▼

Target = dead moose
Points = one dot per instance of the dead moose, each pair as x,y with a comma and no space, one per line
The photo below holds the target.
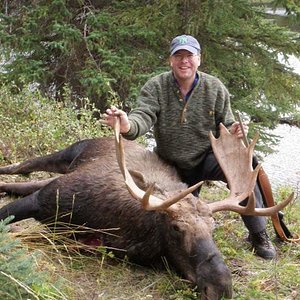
155,213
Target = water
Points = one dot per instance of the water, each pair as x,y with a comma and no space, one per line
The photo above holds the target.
283,166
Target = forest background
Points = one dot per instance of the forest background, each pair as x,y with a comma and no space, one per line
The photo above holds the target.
63,62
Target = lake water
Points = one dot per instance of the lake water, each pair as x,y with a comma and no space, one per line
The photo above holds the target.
283,166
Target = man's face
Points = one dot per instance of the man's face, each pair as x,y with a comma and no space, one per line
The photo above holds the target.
184,64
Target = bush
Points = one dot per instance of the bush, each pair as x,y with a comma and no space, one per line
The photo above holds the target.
34,125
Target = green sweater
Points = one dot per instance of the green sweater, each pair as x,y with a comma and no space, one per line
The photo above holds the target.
181,128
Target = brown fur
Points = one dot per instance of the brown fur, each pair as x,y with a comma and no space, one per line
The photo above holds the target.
92,193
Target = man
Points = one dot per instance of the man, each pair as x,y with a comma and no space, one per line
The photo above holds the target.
183,105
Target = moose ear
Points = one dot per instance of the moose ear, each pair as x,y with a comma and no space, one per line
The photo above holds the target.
138,178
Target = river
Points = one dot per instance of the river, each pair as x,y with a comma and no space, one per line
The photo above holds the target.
283,166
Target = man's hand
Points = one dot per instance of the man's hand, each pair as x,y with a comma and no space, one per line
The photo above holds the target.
236,129
113,112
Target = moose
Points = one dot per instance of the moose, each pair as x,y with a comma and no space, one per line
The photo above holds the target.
154,213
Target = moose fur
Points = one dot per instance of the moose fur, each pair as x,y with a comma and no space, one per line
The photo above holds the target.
92,192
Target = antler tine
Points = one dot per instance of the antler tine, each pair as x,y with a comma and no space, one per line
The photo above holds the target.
148,201
230,151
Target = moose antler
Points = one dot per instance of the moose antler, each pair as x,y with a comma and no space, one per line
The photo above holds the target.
148,201
235,160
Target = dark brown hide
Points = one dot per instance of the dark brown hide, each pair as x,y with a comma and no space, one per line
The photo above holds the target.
92,193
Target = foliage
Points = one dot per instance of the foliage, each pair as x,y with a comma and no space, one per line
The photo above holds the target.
33,125
20,277
105,50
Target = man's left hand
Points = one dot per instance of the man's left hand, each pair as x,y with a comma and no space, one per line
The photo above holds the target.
236,129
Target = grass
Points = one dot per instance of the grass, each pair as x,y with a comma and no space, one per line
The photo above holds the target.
96,274
78,272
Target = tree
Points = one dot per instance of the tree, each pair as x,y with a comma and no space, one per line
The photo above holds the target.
105,50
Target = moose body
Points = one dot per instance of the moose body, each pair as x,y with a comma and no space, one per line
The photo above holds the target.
92,193
99,191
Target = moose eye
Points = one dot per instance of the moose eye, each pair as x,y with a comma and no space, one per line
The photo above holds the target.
175,227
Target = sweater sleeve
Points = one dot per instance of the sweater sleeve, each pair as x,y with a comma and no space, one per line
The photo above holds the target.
144,116
224,112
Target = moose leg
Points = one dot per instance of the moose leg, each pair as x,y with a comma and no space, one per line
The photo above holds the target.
57,162
23,188
22,208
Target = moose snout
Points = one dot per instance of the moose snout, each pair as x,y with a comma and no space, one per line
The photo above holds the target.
213,277
215,280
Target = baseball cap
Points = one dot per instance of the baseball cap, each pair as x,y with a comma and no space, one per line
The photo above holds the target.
185,42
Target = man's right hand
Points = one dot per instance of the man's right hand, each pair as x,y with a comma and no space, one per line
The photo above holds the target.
113,112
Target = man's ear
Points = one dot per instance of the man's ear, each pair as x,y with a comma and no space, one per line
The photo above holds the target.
199,63
170,62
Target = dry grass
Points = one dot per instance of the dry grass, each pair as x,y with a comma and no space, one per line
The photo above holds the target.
92,274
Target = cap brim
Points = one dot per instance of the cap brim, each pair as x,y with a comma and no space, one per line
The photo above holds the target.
185,47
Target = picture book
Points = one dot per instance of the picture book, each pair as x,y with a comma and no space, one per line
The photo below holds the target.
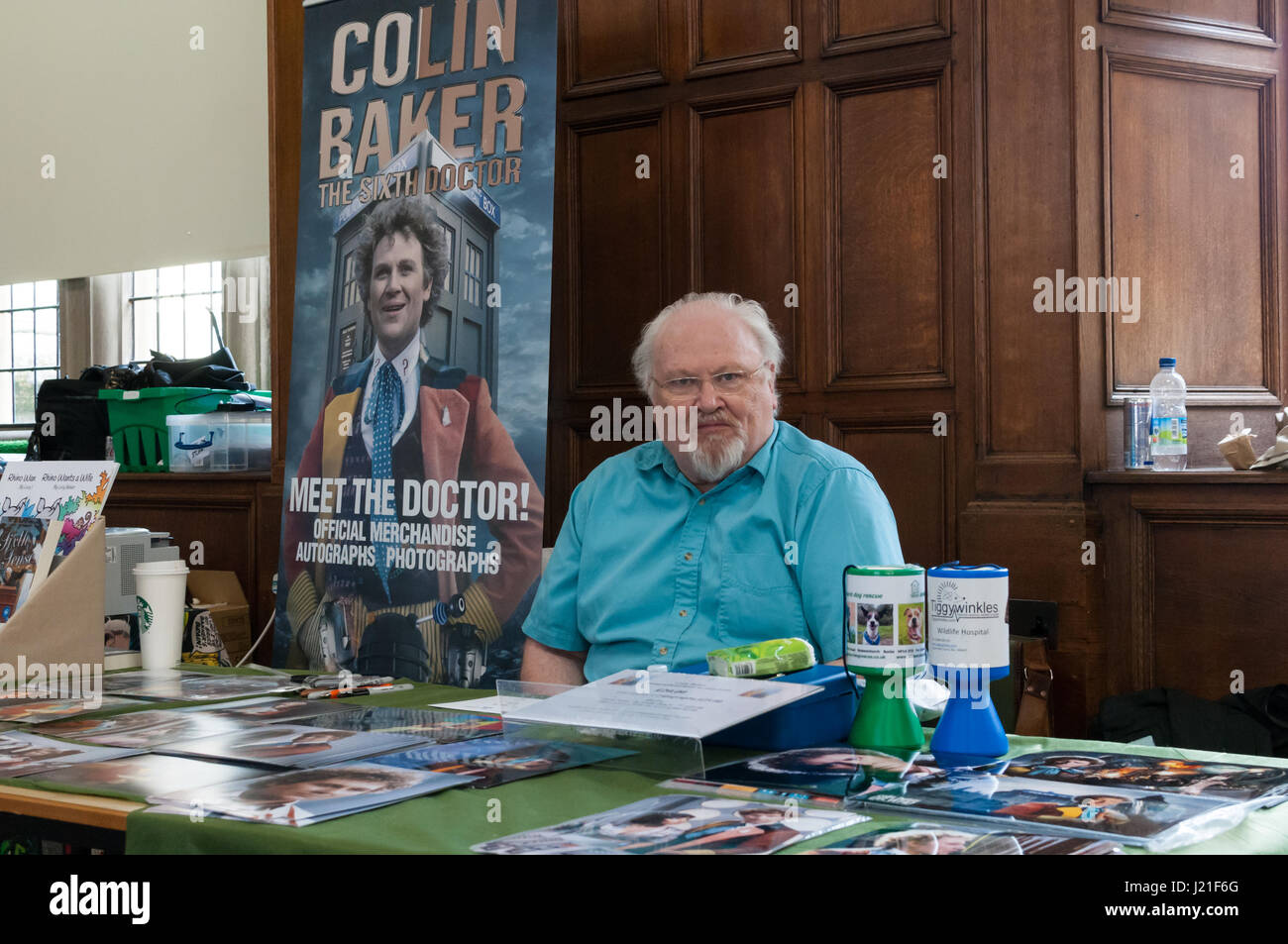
143,775
68,493
25,752
26,552
39,710
1137,816
498,759
436,726
271,710
767,794
174,685
290,746
1219,781
142,729
303,797
930,839
836,771
677,824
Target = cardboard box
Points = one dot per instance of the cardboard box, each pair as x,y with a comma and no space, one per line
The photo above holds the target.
220,594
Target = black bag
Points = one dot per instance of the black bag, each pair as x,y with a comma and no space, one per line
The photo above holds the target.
75,419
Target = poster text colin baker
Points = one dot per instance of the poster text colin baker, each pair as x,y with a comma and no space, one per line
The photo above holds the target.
382,54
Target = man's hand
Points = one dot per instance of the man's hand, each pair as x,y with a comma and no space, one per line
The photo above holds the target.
542,664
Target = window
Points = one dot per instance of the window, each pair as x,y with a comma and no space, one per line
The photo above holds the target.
349,291
29,347
473,282
450,236
171,309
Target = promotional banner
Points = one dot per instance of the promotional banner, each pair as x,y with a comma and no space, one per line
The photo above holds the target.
412,510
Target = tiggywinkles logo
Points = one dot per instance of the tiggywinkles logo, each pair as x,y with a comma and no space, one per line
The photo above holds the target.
77,897
949,603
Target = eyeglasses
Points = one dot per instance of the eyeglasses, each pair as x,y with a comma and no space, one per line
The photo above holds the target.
726,384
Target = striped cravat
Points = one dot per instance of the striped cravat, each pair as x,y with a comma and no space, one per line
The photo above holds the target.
389,408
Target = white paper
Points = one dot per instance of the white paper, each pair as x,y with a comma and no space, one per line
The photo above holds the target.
671,703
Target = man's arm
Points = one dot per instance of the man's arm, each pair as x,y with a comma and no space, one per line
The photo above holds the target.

▲

Problem details: Reproduce the data verbatim. Do not carry any picture into the copy.

Right answer:
Target = dead moose
Points = one dot per instance of the dead moose, each pair as x,y with a comma and no space, one per line
The photo below holds the target.
155,213
Target = water
Points = one dot per instance of the water, each pair as x,y with a comma and no space, one per line
The photo above holds the target.
283,166
Target = forest background
Points = one dot per instance of the forest background, each pair as x,y with a comma and no space, one per line
The photo above holds the target.
63,62
Target = lake water
Points = one dot per instance of the lake water, each pair as x,y with a comma and no space, one per line
The photo above holds the target.
283,166
Target = man's face
Points = one dot per instance of the man's face, each pair as x,y with a comma and no space, one per line
The photo above holds the target.
184,64
Target = bush
Points = one dot per instance of the bush, each pair as x,y with a comma and no space, one per line
The photo above holds the target.
34,125
Target = green sweater
Points = one dot per instance of the green sweater, each pair as x,y with a comma and no space, one per line
The photo above holds the target.
181,128
Target = brown fur
Points = one dot per instance of the brown fur, each pair as x,y with a comma and no space, one per line
The photo above holds the target.
92,193
Target = man
Points = one dot per instance of the man, each pair as x,y with a comma and no space, one per line
The photo above holds the target.
183,105
Target = moose ear
Points = one dot per instance of the moose ear, each pair as x,y with a comma and no space, one per line
The photo above holds the target.
138,178
Target = river
Points = one dot per instance of the river, each pair as x,y with a comma and no space, one per line
The photo above holds the target.
283,166
Target = man's hand
Points = one dot per instance of the man's hand, each pair as x,y with a comma and no space, one per line
The photo above holds the target.
236,129
113,112
Target = moose
Points = one dot per instance of the moose, each pair as x,y with a comma and no space, one per line
The photo above holds the target.
154,213
Target = moose fur
Points = one dot per instance of the moose fur, each pair as x,y with a comma and no space, one per line
The photo above holds the target.
92,192
Target = antler tine
Points = one dot per instance of the antler tine, each pair as x,y with a comma and no space, one per line
The photo above holds the target.
148,201
230,151
Target = moose antler
Points = one dot per instance of the moose antler, each pair as x,y with a comma and no space, one per line
The photo above holds the target.
148,201
235,160
Target = dark brown hide
Points = one dot per instance of the dark brown hide, each pair as x,y with a comma and no space, one per line
The photo above holds the target.
92,193
Target = foliage
Points = one dot per instance of the foliage, each pair as x,y with a comma and no space, one per line
The photo above holds the target.
33,125
20,277
105,50
Target = man's left hand
Points = one dot per instance of the man's left hand, each pair as x,y with a comma and no space, one per line
The photo above holds the target.
236,129
Target = grass
Points = one dot per instance of the grass, each pair as x,y with a comma and no space, one per line
The photo above holds the target.
96,274
78,272
Target = tree
Points = one dot per instance of the tree, each pair as x,y with a comma and no space, one per line
The photo above holds the target.
105,50
Target = moose body
Points = one dot per instance of the moose body, each pair as x,y with a comma and no space, one per line
The photo above holds the target.
92,193
99,191
Target = moose eye
Points = one dot per instance of the moose eye, each pair as x,y with a comma and no space, one per line
The photo above holds the target.
175,227
Target = sweater sleeve
Points = one dot per instance of the sweater sleeve, each pair as x,y with a comma and no space, one per line
The photo above holds the target.
144,116
224,112
Target = moose leg
Points = one dot per instance of the moose leg, each pair as x,y with a comma and no space, one per line
The photo above holds the target.
57,162
23,188
22,208
Target = moose snout
Points = one dot per instance of the moose snout, each pair as x,y with a comma and no space, one per line
The photo above holds the target.
213,277
215,280
Target = baseball cap
Points = one dot per instance of the baseball cap, each pair as x,y with a comma and no space, one per line
The photo above holds the target.
185,42
Target = man's right hand
Points = one dot per instance of the man's right hand, each pair as x,y with a comma and no space, one per line
The photo above holds the target.
113,112
Target = man's ear
Points = one dot per instance of the man's ear, each pair as x,y with a comma and no space, one per line
The photo above holds the target.
199,63
170,62
Target = dry grass
Points = one dot per instance of the dry grass, each pair as x,y with a comma and no space, one per line
The photo above holds the target.
92,274
Target = cap brim
Points = one dot per instance of the cap brim, each pair as x,y with a comma and no space, one per line
The photo above holds the target.
185,47
Target = picture book
Points = one dot per instance of the picture book, each pair as x,y with a comma and no space, one per line
The photo below holds the target.
143,775
68,493
25,752
26,552
39,710
1137,816
498,759
436,726
271,710
767,794
174,685
290,746
1219,781
142,729
303,797
930,839
836,771
677,824
Target = cardboard box
Points = one dot per instance of the cardboard box, each pair as x,y with a comma and no space, one per line
The photo above holds the target.
220,594
Target = black bag
Points = one dot per instance of the black bag, each pair as x,y with a comma and no space, one per line
The photo above holds the target.
75,419
Target = poster text colin baker
Points = one dot per instance of the poster text colin baker, each pair as x,y with a comma and no space, one per line
The photo above holds the target.
382,54
Target = man's hand
Points = one dot per instance of the man's hand, each pair as x,y with a comma and no space, one per line
The photo above holds the target.
542,664
Target = window
Points = one dot per instance of the window, each pair as x,y with a comma and no space, one per line
The photo above holds the target.
349,291
29,347
473,282
450,236
171,309
Target = promotional banner
Points = one dot per instance of the promotional banner, each pair as x,y with a comma and no space, one per line
The photo above holds the target.
412,510
Target = tiggywinkles logo
Points = one dot per instance of the tiggywinkles logo, each pair as x,y with a comma and no space, one per line
The photo above holds the target.
77,897
949,603
Target = eyeglasses
Points = one dot per instance of the eyeglasses, each pair as x,y with a comma and no space, one per line
The photo above holds the target.
726,384
Target = striped cravat
Points = one dot per instance of the striped cravat, each pair as x,y with a comma and no space, one per line
The photo above holds the target.
389,408
Target = white paper
Points = one dot per instance of the white paper, each pair as x,y with a comma and no space, one per line
The photo above holds the target.
671,703
Target = man's arm
Points = one dot per instance of the man's arm, each pair as x,y with a comma and no space, one per line
The photo above holds the target.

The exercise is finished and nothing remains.